Extract every line of the records below that contains the word "green".

○ ○ ○

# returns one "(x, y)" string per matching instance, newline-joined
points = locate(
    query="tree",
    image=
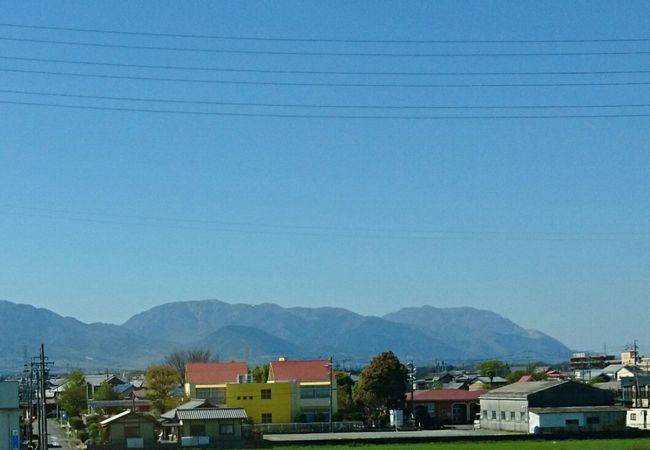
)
(261, 373)
(382, 385)
(179, 359)
(493, 368)
(74, 396)
(160, 381)
(344, 398)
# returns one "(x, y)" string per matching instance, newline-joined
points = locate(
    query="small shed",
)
(130, 430)
(447, 406)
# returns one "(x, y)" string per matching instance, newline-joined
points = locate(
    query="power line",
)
(363, 41)
(322, 53)
(315, 84)
(121, 219)
(317, 105)
(326, 116)
(322, 72)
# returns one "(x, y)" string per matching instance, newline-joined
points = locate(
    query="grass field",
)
(591, 444)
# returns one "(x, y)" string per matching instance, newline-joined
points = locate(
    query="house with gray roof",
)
(550, 407)
(215, 427)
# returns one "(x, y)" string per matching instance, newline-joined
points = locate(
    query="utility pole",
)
(411, 379)
(331, 369)
(637, 396)
(40, 366)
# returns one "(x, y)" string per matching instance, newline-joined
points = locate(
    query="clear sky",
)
(249, 194)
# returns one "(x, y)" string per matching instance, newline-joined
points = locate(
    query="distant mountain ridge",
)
(259, 333)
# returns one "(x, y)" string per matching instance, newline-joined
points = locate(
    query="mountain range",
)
(260, 333)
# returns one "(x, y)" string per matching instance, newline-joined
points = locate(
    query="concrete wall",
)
(504, 415)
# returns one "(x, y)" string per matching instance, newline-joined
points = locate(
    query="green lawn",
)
(592, 444)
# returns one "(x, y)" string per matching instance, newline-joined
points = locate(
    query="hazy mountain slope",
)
(263, 332)
(482, 334)
(248, 344)
(69, 342)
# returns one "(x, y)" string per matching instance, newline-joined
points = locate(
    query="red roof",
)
(214, 373)
(301, 371)
(442, 395)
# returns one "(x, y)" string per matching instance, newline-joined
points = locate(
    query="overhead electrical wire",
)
(333, 40)
(329, 53)
(346, 84)
(326, 116)
(311, 230)
(322, 72)
(318, 105)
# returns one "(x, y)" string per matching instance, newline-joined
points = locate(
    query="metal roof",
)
(300, 370)
(192, 404)
(211, 413)
(117, 403)
(522, 390)
(577, 409)
(215, 373)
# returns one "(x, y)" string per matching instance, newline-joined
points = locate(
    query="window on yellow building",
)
(226, 428)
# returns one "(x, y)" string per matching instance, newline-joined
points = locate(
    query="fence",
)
(311, 427)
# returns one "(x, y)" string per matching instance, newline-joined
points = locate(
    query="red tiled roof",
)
(214, 373)
(301, 371)
(441, 395)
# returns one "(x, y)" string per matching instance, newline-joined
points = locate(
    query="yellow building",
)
(296, 391)
(209, 380)
(315, 383)
(264, 402)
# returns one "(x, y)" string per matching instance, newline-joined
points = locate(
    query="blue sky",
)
(108, 208)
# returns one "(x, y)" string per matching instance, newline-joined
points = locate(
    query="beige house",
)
(130, 430)
(9, 416)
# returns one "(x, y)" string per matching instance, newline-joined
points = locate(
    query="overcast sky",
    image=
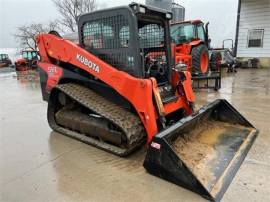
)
(220, 13)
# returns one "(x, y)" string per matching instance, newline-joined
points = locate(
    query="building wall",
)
(255, 14)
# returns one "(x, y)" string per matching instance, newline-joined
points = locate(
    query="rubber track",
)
(128, 122)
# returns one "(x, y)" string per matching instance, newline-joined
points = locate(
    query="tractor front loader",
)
(119, 89)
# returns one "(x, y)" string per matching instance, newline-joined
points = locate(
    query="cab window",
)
(182, 33)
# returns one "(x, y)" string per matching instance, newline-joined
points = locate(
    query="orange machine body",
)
(139, 92)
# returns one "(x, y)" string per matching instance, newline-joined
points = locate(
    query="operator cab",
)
(134, 39)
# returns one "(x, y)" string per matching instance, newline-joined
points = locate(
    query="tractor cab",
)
(29, 55)
(4, 60)
(191, 38)
(134, 39)
(190, 31)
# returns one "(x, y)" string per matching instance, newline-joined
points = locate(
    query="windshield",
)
(182, 33)
(3, 56)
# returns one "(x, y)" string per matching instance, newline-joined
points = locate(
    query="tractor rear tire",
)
(200, 60)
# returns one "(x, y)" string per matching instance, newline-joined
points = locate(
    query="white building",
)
(253, 31)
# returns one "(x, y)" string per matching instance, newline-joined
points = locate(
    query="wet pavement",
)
(37, 164)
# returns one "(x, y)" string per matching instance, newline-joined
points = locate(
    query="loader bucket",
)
(202, 152)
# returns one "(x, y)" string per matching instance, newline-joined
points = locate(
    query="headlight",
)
(181, 67)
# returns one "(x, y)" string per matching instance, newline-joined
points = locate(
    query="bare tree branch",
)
(26, 33)
(70, 10)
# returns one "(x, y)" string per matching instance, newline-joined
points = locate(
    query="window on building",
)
(255, 38)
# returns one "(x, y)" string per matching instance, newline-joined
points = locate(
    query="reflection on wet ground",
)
(37, 164)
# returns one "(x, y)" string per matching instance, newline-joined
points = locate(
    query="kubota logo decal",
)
(155, 145)
(87, 63)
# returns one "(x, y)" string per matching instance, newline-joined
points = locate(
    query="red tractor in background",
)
(191, 38)
(28, 61)
(4, 60)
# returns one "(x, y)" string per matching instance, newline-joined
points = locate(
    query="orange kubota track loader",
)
(110, 91)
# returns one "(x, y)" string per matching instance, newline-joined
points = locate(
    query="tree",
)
(27, 33)
(70, 10)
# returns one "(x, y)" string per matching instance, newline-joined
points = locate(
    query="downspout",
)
(237, 27)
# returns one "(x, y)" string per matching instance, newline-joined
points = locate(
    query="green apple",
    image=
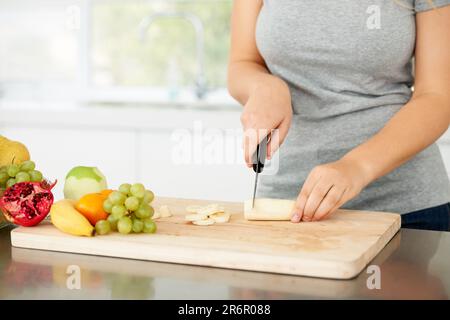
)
(83, 180)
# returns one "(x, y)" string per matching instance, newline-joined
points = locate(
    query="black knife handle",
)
(259, 157)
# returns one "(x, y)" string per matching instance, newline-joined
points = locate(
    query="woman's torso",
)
(348, 66)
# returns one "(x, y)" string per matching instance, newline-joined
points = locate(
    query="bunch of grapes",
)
(129, 211)
(15, 173)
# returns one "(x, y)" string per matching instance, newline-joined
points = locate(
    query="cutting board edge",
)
(220, 259)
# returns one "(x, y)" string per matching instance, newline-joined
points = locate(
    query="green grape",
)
(36, 176)
(149, 226)
(22, 177)
(13, 170)
(148, 196)
(118, 211)
(27, 166)
(102, 227)
(124, 225)
(138, 190)
(125, 188)
(138, 225)
(132, 203)
(3, 177)
(107, 206)
(117, 198)
(144, 211)
(112, 222)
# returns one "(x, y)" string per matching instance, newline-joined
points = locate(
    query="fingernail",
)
(295, 218)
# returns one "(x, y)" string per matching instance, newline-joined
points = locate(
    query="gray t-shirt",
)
(348, 66)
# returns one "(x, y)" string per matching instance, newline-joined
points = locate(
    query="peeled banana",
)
(66, 218)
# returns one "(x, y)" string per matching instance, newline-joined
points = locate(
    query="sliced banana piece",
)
(211, 209)
(220, 217)
(193, 209)
(156, 215)
(165, 212)
(205, 222)
(207, 215)
(195, 217)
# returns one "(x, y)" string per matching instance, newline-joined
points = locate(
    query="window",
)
(100, 50)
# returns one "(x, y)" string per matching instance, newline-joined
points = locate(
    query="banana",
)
(66, 218)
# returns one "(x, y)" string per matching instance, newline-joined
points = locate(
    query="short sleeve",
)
(424, 5)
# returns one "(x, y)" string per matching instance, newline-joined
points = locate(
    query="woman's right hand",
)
(268, 110)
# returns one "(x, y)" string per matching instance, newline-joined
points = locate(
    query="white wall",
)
(136, 144)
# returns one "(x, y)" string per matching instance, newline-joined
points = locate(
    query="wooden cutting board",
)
(338, 248)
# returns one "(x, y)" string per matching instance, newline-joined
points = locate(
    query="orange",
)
(91, 206)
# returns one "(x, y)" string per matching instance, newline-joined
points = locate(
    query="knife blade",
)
(258, 160)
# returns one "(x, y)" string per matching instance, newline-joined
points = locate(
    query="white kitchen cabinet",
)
(56, 151)
(199, 178)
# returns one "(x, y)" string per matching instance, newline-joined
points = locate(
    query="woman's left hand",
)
(327, 188)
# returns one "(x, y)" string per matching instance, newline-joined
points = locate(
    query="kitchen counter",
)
(414, 265)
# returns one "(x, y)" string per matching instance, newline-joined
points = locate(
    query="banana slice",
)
(206, 222)
(156, 215)
(165, 212)
(220, 217)
(193, 209)
(195, 217)
(211, 209)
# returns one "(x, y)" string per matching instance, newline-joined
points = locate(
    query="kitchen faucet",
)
(200, 82)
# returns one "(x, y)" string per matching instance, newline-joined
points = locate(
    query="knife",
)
(258, 160)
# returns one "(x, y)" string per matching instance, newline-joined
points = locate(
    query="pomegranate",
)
(27, 203)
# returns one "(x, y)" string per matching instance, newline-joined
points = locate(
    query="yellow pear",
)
(12, 152)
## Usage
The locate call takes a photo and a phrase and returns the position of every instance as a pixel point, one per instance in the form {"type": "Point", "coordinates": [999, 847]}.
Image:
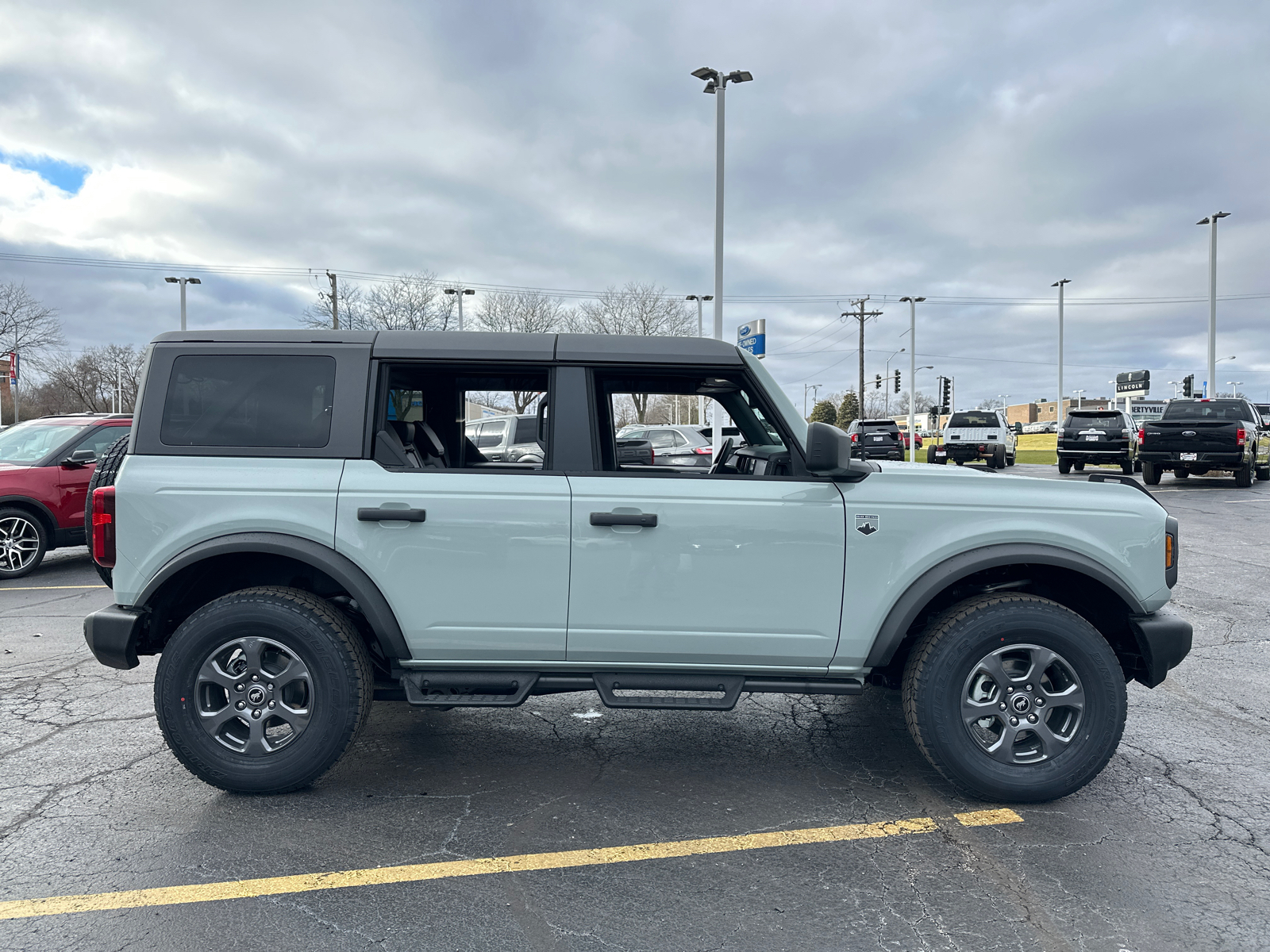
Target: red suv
{"type": "Point", "coordinates": [44, 467]}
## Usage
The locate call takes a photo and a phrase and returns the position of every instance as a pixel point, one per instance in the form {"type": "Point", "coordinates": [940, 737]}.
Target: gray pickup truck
{"type": "Point", "coordinates": [1206, 436]}
{"type": "Point", "coordinates": [300, 524]}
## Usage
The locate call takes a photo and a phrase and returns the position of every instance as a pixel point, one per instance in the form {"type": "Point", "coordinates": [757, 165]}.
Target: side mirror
{"type": "Point", "coordinates": [79, 460]}
{"type": "Point", "coordinates": [829, 454]}
{"type": "Point", "coordinates": [634, 452]}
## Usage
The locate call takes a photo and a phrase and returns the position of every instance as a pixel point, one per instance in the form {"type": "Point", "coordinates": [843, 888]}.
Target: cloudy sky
{"type": "Point", "coordinates": [971, 150]}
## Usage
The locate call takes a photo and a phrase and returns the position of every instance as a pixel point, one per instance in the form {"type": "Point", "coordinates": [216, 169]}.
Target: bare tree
{"type": "Point", "coordinates": [641, 309]}
{"type": "Point", "coordinates": [25, 324]}
{"type": "Point", "coordinates": [524, 313]}
{"type": "Point", "coordinates": [406, 302]}
{"type": "Point", "coordinates": [87, 382]}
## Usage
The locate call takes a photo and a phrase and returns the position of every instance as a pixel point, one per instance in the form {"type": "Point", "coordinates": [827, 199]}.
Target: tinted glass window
{"type": "Point", "coordinates": [1111, 422]}
{"type": "Point", "coordinates": [1208, 410]}
{"type": "Point", "coordinates": [975, 419]}
{"type": "Point", "coordinates": [526, 429]}
{"type": "Point", "coordinates": [29, 442]}
{"type": "Point", "coordinates": [249, 400]}
{"type": "Point", "coordinates": [101, 440]}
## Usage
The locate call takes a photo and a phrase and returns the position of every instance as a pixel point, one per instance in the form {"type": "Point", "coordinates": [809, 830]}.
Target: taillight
{"type": "Point", "coordinates": [103, 527]}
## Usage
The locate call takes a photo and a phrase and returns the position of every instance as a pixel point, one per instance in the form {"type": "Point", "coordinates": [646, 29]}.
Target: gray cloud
{"type": "Point", "coordinates": [977, 150]}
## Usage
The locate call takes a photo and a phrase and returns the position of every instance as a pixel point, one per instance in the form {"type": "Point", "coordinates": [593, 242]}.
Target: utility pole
{"type": "Point", "coordinates": [334, 302]}
{"type": "Point", "coordinates": [861, 315]}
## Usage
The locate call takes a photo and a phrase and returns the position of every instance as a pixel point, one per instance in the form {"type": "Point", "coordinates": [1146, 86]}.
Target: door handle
{"type": "Point", "coordinates": [391, 514]}
{"type": "Point", "coordinates": [647, 520]}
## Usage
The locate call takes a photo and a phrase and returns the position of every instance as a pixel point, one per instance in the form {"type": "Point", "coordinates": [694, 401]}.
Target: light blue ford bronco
{"type": "Point", "coordinates": [300, 526]}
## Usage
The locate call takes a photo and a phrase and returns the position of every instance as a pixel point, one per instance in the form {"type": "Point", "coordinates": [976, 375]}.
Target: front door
{"type": "Point", "coordinates": [743, 566]}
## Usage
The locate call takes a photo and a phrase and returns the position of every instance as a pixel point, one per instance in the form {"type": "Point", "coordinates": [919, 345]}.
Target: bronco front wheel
{"type": "Point", "coordinates": [264, 689]}
{"type": "Point", "coordinates": [1015, 698]}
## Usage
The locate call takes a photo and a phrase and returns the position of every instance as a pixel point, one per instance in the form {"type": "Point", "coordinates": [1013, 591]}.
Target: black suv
{"type": "Point", "coordinates": [1098, 437]}
{"type": "Point", "coordinates": [876, 440]}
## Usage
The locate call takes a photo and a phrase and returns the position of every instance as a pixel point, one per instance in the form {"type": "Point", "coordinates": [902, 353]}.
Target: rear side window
{"type": "Point", "coordinates": [249, 400]}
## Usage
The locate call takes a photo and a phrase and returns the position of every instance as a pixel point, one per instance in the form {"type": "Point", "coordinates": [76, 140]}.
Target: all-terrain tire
{"type": "Point", "coordinates": [340, 685]}
{"type": "Point", "coordinates": [948, 660]}
{"type": "Point", "coordinates": [107, 469]}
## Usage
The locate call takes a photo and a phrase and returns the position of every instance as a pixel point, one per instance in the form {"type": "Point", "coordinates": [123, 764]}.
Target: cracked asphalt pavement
{"type": "Point", "coordinates": [1165, 850]}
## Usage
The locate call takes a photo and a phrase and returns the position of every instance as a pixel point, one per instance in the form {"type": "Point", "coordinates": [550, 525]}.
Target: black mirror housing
{"type": "Point", "coordinates": [829, 454]}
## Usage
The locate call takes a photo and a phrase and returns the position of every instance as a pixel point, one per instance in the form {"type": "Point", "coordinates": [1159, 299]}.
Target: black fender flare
{"type": "Point", "coordinates": [965, 564]}
{"type": "Point", "coordinates": [376, 608]}
{"type": "Point", "coordinates": [50, 520]}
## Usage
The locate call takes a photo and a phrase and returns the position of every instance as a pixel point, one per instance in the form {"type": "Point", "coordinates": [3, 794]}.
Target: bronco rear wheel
{"type": "Point", "coordinates": [1015, 697]}
{"type": "Point", "coordinates": [264, 689]}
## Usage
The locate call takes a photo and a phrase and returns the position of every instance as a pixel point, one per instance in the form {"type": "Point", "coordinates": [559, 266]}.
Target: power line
{"type": "Point", "coordinates": [291, 272]}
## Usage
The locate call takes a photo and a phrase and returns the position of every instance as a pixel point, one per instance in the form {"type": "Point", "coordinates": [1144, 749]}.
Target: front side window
{"type": "Point", "coordinates": [249, 400]}
{"type": "Point", "coordinates": [31, 442]}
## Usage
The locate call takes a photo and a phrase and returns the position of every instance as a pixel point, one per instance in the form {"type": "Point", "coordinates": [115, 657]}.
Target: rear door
{"type": "Point", "coordinates": [479, 570]}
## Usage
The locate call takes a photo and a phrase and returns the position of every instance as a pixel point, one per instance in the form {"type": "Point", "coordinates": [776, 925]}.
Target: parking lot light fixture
{"type": "Point", "coordinates": [912, 372]}
{"type": "Point", "coordinates": [459, 294]}
{"type": "Point", "coordinates": [1212, 295]}
{"type": "Point", "coordinates": [183, 282]}
{"type": "Point", "coordinates": [717, 84]}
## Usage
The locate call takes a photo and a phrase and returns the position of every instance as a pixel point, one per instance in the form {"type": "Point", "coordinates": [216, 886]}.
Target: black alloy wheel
{"type": "Point", "coordinates": [264, 689]}
{"type": "Point", "coordinates": [1015, 698]}
{"type": "Point", "coordinates": [23, 543]}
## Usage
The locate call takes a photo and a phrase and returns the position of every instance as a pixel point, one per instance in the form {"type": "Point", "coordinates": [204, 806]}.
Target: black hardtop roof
{"type": "Point", "coordinates": [487, 346]}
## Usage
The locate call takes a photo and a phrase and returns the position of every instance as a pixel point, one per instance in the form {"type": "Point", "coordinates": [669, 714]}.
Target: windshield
{"type": "Point", "coordinates": [791, 416]}
{"type": "Point", "coordinates": [975, 419]}
{"type": "Point", "coordinates": [1206, 410]}
{"type": "Point", "coordinates": [29, 442]}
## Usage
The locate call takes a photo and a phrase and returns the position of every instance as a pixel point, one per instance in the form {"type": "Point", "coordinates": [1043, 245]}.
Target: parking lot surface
{"type": "Point", "coordinates": [1165, 850]}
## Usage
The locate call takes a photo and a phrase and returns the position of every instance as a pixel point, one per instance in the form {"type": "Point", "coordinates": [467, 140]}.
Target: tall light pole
{"type": "Point", "coordinates": [183, 282]}
{"type": "Point", "coordinates": [717, 84]}
{"type": "Point", "coordinates": [1058, 406]}
{"type": "Point", "coordinates": [816, 393]}
{"type": "Point", "coordinates": [1212, 298]}
{"type": "Point", "coordinates": [912, 372]}
{"type": "Point", "coordinates": [460, 292]}
{"type": "Point", "coordinates": [702, 333]}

○ ○ ○

- [Solution for this problem]
    query="green lawn",
    query="green apple",
    query="green grape",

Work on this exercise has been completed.